- _Excerpt provided_
* * * * *

Files
kgpz_web/scripts/ex/image_cleaner.py
Simon Martens 9960dc5e38 image cleaner
2025-09-15 18:32:13 +02:00

310 lines
10 KiB
Python

"""
Historical Newspaper Image Cleaning Pipeline
This module provides functions to clean and enhance scanned historical newspaper images
by reducing noise, improving contrast, and sharpening text for better readability.
"""
import cv2
import numpy as np
from PIL import Image, ImageEnhance
import os
import argparse
from pathlib import Path
class NewspaperImageCleaner:
"""
Image processing pipeline specifically designed for historical newspaper scans.
"""
def __init__(self, config=None):
"""Initialize with default or custom configuration."""
self.config = config or self._default_config()
def _default_config(self):
"""Default processing parameters optimized for newspaper scans."""

* * * * *

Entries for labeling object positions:
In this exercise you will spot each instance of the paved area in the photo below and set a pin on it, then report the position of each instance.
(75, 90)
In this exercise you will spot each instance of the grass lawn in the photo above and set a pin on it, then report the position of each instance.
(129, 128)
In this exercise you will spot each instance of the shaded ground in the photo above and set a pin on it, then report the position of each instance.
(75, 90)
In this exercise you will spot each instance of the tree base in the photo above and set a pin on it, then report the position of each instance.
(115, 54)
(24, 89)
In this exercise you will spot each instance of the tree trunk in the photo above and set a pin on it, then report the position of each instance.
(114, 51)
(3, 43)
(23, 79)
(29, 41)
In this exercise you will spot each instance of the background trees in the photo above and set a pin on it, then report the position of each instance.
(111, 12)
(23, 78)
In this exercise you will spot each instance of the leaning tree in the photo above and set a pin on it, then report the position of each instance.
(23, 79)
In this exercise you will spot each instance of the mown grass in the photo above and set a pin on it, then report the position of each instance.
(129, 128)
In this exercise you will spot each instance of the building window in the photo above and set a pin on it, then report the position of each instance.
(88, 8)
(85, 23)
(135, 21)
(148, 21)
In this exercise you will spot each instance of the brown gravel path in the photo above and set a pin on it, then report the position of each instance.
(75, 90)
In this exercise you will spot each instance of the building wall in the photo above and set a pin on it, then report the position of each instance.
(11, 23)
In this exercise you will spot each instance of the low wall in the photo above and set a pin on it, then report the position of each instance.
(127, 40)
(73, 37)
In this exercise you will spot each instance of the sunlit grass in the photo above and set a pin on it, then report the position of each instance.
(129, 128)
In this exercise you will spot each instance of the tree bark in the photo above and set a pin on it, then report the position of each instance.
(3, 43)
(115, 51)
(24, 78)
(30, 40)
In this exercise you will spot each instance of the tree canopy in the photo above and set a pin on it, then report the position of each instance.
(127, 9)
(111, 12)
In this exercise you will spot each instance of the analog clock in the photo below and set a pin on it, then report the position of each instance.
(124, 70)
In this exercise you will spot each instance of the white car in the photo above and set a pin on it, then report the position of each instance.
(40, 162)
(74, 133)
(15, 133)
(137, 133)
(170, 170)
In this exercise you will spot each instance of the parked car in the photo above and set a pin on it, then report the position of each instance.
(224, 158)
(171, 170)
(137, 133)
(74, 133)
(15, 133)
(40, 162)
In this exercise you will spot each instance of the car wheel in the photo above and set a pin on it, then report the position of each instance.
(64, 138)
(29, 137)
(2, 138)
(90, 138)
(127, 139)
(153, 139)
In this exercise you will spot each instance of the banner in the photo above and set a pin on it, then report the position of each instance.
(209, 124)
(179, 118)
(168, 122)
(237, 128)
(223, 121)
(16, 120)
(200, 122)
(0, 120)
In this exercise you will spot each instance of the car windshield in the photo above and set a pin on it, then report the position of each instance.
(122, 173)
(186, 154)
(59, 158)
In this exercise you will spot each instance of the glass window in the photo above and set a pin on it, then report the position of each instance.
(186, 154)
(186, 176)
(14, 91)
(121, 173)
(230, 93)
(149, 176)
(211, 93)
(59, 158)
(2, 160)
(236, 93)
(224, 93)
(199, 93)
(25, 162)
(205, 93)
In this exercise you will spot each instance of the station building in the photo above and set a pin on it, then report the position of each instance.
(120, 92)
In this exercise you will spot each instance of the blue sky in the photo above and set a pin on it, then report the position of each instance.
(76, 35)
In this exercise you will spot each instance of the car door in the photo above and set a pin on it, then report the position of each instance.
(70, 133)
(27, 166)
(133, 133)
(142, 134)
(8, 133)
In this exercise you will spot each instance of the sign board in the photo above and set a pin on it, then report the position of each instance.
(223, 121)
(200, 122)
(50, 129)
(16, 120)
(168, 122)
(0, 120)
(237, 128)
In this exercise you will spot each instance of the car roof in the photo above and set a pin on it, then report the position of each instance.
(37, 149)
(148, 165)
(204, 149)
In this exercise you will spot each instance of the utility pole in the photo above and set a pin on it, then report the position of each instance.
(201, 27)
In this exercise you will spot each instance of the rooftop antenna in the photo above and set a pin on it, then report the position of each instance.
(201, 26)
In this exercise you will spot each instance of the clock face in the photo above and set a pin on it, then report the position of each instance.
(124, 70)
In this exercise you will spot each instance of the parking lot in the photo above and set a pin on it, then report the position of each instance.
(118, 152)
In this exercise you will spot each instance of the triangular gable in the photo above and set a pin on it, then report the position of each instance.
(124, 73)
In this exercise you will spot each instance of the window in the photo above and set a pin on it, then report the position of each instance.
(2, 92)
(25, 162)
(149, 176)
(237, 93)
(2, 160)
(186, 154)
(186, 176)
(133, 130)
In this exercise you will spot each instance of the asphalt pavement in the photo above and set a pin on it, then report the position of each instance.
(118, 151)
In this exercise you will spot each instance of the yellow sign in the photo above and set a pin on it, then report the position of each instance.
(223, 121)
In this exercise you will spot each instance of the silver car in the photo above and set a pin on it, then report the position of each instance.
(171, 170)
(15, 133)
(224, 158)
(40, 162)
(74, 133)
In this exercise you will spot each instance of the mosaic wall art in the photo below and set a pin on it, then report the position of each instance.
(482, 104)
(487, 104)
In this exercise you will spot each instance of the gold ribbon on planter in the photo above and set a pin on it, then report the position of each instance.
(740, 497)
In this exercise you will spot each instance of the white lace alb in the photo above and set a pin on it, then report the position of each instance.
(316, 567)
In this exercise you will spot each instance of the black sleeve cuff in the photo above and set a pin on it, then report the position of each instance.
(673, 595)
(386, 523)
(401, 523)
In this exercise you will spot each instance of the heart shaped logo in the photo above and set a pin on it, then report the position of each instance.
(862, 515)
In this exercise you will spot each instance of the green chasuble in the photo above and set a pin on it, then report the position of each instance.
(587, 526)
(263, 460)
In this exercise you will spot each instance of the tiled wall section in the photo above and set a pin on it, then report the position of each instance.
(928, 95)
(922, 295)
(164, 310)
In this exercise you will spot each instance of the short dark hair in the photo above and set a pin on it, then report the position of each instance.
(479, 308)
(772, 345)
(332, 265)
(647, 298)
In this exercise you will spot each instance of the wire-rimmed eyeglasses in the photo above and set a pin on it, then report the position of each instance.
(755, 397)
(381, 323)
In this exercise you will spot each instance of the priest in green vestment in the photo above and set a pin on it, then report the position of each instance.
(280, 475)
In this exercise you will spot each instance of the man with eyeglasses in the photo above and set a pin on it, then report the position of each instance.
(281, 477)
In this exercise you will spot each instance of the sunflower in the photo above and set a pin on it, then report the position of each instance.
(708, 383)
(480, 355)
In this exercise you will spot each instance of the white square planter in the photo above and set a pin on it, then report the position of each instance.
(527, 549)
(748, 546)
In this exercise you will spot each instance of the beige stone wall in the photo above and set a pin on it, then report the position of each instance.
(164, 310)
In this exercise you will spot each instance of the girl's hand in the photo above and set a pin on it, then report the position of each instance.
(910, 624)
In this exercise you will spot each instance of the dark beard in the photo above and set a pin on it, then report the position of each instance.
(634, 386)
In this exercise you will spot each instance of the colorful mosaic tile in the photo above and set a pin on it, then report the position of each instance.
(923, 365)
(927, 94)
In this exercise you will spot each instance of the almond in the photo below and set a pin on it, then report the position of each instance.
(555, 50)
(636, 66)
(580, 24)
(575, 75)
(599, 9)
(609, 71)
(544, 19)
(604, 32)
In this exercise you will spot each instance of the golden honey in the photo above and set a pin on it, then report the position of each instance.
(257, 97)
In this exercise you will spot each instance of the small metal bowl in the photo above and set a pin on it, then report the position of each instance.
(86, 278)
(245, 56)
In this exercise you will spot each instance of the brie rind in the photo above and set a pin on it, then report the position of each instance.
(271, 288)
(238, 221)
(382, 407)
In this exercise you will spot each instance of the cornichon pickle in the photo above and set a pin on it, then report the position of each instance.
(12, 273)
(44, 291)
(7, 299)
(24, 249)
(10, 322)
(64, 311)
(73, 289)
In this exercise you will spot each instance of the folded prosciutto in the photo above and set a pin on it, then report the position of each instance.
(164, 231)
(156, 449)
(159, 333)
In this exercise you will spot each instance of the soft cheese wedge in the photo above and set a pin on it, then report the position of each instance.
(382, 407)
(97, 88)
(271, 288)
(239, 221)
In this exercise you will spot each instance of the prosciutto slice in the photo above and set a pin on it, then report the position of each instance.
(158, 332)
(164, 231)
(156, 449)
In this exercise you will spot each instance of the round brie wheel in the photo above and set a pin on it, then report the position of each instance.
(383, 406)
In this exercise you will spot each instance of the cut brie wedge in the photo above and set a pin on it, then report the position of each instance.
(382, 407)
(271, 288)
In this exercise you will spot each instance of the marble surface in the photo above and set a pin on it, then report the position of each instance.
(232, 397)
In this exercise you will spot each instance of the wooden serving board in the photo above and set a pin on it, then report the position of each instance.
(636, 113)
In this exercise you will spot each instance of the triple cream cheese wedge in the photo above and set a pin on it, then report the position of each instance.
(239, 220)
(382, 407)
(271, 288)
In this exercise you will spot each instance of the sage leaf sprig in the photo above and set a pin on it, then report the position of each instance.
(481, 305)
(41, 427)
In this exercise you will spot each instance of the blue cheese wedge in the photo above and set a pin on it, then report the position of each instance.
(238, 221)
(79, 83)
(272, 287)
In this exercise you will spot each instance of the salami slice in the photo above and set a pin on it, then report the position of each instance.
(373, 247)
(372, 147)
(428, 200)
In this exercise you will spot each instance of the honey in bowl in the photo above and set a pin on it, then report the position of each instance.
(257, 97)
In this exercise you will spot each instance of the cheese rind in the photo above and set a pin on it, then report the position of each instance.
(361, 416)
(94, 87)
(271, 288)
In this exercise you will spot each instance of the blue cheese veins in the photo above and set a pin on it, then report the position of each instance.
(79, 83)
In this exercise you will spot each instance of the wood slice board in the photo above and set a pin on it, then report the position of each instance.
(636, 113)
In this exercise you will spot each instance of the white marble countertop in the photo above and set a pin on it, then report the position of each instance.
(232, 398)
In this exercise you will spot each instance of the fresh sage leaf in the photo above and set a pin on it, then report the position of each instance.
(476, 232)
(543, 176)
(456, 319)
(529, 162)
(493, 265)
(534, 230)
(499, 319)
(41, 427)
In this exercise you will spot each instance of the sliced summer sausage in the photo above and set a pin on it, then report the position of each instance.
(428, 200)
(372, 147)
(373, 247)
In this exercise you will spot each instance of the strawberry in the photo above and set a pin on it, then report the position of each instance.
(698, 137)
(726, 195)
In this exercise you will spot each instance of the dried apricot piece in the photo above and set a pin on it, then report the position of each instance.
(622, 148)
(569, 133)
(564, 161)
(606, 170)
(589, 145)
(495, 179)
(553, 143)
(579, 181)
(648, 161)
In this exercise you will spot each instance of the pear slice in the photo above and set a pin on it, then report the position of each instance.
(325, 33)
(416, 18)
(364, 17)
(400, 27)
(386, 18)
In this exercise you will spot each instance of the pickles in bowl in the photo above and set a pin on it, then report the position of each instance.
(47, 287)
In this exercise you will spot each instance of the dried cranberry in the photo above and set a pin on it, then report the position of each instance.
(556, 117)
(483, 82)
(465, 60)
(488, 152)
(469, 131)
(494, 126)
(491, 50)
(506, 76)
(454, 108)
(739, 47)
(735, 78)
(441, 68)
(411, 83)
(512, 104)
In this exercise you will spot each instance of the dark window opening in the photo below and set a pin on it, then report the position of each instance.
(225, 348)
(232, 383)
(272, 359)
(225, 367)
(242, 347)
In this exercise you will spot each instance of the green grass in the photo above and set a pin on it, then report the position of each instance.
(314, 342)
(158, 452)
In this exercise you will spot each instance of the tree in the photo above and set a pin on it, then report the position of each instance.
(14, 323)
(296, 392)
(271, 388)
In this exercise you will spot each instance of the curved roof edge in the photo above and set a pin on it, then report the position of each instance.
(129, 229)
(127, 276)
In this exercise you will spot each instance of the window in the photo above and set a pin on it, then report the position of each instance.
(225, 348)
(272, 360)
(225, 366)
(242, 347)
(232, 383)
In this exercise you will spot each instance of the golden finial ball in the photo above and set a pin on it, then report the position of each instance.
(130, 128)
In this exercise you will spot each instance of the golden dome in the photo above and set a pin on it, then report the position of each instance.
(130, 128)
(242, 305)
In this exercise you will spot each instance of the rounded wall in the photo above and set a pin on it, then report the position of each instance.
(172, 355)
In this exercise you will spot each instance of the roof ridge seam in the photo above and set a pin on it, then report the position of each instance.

* * * * *

- _Exercise goal_
Can you rewrite the module description beginning "This module provides functions" in the image cleaner script above as a short list that keeps its main facts?

- _Correct response_
- Purpose: cleaning and enhancing scanned historical newspaper images
- Reduces noise
- Improves contrast
- Sharpens text for better readability